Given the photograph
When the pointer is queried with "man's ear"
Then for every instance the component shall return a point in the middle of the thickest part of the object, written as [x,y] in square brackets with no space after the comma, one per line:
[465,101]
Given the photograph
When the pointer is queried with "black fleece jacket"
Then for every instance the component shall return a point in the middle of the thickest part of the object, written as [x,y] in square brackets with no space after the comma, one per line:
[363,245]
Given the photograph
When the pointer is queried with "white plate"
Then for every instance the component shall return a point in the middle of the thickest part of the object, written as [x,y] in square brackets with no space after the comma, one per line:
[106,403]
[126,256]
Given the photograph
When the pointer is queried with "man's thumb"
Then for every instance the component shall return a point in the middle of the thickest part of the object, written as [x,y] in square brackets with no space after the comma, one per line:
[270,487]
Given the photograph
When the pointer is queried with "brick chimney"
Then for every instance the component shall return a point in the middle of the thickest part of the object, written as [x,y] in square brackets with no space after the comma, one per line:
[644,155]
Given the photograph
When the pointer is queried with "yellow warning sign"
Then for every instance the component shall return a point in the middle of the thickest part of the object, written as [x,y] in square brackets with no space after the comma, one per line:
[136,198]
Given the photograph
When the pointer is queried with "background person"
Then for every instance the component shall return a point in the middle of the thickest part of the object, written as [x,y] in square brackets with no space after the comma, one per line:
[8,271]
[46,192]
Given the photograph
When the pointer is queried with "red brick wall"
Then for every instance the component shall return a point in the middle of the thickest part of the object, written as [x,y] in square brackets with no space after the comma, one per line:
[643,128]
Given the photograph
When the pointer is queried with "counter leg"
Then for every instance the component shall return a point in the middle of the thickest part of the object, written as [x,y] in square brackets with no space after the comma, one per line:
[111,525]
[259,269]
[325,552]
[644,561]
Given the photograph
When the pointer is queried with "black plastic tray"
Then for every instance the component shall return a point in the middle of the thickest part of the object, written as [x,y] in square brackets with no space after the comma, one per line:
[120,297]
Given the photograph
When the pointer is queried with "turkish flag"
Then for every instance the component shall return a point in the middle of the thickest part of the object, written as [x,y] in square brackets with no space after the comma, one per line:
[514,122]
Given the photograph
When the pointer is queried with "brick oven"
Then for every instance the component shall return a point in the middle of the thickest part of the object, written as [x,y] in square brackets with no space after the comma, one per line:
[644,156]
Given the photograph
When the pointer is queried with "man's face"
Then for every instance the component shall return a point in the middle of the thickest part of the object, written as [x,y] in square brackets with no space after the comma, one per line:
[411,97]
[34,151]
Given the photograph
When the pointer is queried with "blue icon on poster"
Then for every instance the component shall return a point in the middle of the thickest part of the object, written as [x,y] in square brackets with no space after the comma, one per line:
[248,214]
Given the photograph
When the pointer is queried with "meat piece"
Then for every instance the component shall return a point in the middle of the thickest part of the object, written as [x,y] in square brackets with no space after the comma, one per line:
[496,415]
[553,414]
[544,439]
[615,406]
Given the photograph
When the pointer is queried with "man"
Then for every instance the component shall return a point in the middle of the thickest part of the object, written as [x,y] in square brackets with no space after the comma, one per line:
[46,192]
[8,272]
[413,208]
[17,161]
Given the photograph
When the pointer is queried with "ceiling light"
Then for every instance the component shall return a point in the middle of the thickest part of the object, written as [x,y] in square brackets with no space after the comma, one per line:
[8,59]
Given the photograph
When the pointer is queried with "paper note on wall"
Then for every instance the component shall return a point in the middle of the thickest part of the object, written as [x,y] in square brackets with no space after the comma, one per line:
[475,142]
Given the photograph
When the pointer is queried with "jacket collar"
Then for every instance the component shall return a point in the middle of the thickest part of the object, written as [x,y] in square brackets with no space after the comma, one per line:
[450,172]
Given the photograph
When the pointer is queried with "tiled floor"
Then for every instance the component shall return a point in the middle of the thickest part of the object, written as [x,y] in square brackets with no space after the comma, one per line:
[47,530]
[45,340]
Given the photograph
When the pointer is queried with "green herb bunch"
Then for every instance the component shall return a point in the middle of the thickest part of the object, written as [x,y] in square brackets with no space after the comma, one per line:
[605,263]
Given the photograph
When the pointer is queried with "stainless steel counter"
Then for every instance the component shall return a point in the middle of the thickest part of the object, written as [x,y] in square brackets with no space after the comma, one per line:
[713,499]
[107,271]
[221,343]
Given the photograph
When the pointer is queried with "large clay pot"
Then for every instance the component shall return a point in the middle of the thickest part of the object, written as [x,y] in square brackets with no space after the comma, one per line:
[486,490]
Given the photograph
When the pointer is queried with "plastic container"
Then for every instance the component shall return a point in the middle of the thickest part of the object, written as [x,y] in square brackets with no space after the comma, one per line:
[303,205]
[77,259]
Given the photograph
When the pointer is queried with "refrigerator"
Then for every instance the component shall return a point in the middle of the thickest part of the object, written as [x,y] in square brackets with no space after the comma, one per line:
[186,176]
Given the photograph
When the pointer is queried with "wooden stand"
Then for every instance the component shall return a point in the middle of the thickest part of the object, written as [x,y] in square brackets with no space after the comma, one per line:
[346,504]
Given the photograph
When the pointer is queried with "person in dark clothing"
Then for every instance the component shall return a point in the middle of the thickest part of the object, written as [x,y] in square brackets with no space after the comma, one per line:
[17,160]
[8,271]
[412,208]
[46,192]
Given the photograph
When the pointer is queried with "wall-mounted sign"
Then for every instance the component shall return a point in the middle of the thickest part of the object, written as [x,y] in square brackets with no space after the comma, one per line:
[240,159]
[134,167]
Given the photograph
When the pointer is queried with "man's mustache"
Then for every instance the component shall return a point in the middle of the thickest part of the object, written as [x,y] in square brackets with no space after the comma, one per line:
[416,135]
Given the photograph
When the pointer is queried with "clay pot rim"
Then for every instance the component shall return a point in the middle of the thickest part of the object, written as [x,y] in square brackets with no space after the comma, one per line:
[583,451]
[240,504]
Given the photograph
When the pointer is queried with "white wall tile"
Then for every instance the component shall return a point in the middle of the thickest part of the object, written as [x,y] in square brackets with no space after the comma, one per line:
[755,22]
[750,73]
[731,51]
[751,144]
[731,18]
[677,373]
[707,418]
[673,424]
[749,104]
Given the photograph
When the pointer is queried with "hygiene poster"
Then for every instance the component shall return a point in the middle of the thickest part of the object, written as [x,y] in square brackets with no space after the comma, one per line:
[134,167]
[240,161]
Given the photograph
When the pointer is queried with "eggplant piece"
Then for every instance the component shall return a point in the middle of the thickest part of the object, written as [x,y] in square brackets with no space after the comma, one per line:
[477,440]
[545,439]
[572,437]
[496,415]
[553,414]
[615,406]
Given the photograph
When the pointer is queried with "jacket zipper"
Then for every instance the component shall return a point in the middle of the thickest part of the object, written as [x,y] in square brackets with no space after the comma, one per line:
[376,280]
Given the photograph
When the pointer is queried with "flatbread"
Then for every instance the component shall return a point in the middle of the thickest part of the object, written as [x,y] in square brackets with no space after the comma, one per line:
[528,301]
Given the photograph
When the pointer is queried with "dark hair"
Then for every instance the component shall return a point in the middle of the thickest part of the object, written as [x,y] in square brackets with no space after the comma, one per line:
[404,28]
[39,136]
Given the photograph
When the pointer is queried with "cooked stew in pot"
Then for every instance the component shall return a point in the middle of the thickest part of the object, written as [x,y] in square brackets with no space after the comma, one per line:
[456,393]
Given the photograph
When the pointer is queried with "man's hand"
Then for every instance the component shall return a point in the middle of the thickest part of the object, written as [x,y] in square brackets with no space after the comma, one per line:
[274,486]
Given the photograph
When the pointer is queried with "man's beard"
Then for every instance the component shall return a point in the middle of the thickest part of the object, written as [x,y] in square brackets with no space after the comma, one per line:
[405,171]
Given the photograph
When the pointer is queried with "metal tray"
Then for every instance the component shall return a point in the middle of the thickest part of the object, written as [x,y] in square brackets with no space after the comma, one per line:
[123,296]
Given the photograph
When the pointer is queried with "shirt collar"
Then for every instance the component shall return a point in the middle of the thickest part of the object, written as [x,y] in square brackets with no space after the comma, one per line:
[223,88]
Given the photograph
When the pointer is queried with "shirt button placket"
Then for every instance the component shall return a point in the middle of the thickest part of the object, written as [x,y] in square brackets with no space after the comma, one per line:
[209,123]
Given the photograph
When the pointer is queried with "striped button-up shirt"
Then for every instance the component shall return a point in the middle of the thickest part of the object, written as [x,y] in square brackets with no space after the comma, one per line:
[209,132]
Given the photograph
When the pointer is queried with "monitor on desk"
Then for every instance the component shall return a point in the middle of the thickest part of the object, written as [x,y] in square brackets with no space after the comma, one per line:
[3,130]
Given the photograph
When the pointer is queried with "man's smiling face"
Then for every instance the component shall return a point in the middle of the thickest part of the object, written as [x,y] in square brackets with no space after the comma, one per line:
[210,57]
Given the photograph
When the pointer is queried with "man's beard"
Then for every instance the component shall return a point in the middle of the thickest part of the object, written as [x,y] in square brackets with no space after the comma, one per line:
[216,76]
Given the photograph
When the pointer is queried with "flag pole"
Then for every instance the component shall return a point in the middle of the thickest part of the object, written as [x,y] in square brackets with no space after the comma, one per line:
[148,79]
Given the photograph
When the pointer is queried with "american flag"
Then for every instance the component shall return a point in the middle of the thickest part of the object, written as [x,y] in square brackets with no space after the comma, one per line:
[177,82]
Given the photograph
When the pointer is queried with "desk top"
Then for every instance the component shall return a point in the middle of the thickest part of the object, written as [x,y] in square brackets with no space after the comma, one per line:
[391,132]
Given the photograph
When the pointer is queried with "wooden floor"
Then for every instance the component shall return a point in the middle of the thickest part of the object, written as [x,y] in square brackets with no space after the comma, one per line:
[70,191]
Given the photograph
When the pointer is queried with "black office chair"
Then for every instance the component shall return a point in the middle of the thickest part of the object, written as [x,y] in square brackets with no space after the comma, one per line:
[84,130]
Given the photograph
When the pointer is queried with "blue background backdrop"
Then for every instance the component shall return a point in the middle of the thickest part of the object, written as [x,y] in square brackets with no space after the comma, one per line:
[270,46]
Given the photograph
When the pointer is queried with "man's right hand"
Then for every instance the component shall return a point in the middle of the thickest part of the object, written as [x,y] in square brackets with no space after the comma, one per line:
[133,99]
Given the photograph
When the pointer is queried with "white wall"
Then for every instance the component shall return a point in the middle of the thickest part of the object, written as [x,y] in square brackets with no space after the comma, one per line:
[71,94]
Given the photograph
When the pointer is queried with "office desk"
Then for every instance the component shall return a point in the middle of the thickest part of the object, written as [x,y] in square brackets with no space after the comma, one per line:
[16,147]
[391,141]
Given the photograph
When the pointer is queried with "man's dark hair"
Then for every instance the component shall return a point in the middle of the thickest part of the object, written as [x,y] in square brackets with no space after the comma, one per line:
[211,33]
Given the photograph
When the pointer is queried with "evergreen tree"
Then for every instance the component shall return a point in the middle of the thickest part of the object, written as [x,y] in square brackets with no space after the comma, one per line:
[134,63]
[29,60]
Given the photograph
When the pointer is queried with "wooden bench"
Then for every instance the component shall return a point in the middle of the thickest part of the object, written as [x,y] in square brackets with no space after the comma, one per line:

################

Which lines in the data above contain the string "hand"? Extract each of them in full, and match case exactly.

Solution below:
When the pointer is queried with "man's hand"
When the pointer is queried with "man's right hand"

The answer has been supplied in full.